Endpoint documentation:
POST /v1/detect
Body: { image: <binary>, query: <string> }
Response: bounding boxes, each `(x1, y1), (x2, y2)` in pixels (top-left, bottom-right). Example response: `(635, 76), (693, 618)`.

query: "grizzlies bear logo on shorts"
========================================
▶ **Description of the task**
Reproduce the material above line for line, changing nothing.

▶ **Correct response**
Endpoint documentation:
POST /v1/detect
Body: { image: <binary>, query: <string> }
Response: bounding boxes, each `(x1, y1), (x2, y2)` in pixels (top-left, bottom-right). Example response: `(635, 76), (693, 618)`.

query: "grizzlies bear logo on shorts"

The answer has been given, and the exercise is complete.